**Tasks to perform**:
(1) Decide whether each statement agrees with the boiler water-treatment text: (a) the pink dye shows whether a pipe is leaking; (b) the descaler was tried in one of the school's newest buildings; (c) the college had to replace both boilers. Answer yes or no for each and quote the deciding words.
(2) Extract the passage of the boiler water-treatment text from "All told, the" to "pipe fitting leak.", copying it without changes.

**Selected extract**:

Segment Open

My technical boiler books all use the “lessons learned” theme, and the following are the lessons I have learned about boiler water treatment.

A medical facility had a major renovation of one of their wings. The renovation included new pipes installed for the heating, cooling and plumbing systems. A few years after the construction, the maintenance department switched water treatment chemicals to one with a pink dye. The dye is used in water treatment to show if a pipe is leaking. If you see pink stains on the ceiling tile, you know it is the heating or cooling water leaking and not potable water.

The hospital was losing water from one of their hydronic loops and could not find the leak. About a week after the chemicals were switched, a nurse was filling a Styrofoam cup with water in a stainless-steel fountain and saw the water was pink. It was discovered the water feed to the fountain was from the heating pipes. It was an ugly scene.

Lesson No. 1: Use dye in hydronic water-treatment chemicals. The person who supplied the cleaning supplies to the college told them about his newest product, a chemical which would remove the scale from the boiler and piping and restore the original efficiency of the system. The maintenance department opted to try the new chemicals in one of the schools’ oldest buildings with two 25-year-old cast iron boilers and 50-year-old pipes.

Soon after the descaler was installed, the problems started. Within a few weeks, one boiler had two leaking sections. The next week, the other boiler started to leak. The pipes sprung leaks everywhere. The control valves and strainers plugged from the newly liberated scale, resulting in areas with no heat. The rust and scale even clogged the condensate pump.

All told, the college had to replace almost a mile of pipe, the condensate tank, and both boilers. The scale was the only thing holding the old system together.

Lesson No. 2: Do not use a descaling chemical in an old heating system. The boiler was a little over a year old when we got a call saying water was coming from the front of it. I thought it had to be a pipe fitting leak.

Segment Closed

**Stored data**:

Segment Open

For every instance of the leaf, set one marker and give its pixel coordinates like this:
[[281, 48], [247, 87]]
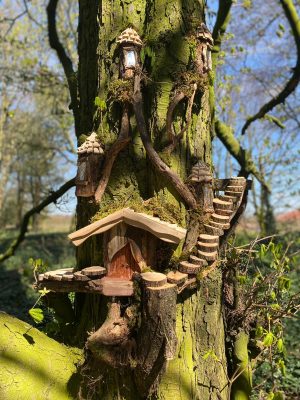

Segment Closed

**Solved problems**:
(1)
(a) Yes: "The dye is used in water treatment to show if a pipe is leaking."
(b) No: "one of the schools’ oldest buildings with two 25-year-old cast iron boilers and 50-year-old pipes"
(c) Yes: "the college had to replace almost a mile of pipe, the condensate tank, and both boilers"

(2)
All told, the college had to replace almost a mile of pipe, the condensate tank, and both boilers. The scale was the only thing holding the old system together.

Lesson No. 2: Do not use a descaling chemical in an old heating system. The boiler was a little over a year old when we got a call saying water was coming from the front of it. I thought it had to be a pipe fitting leak.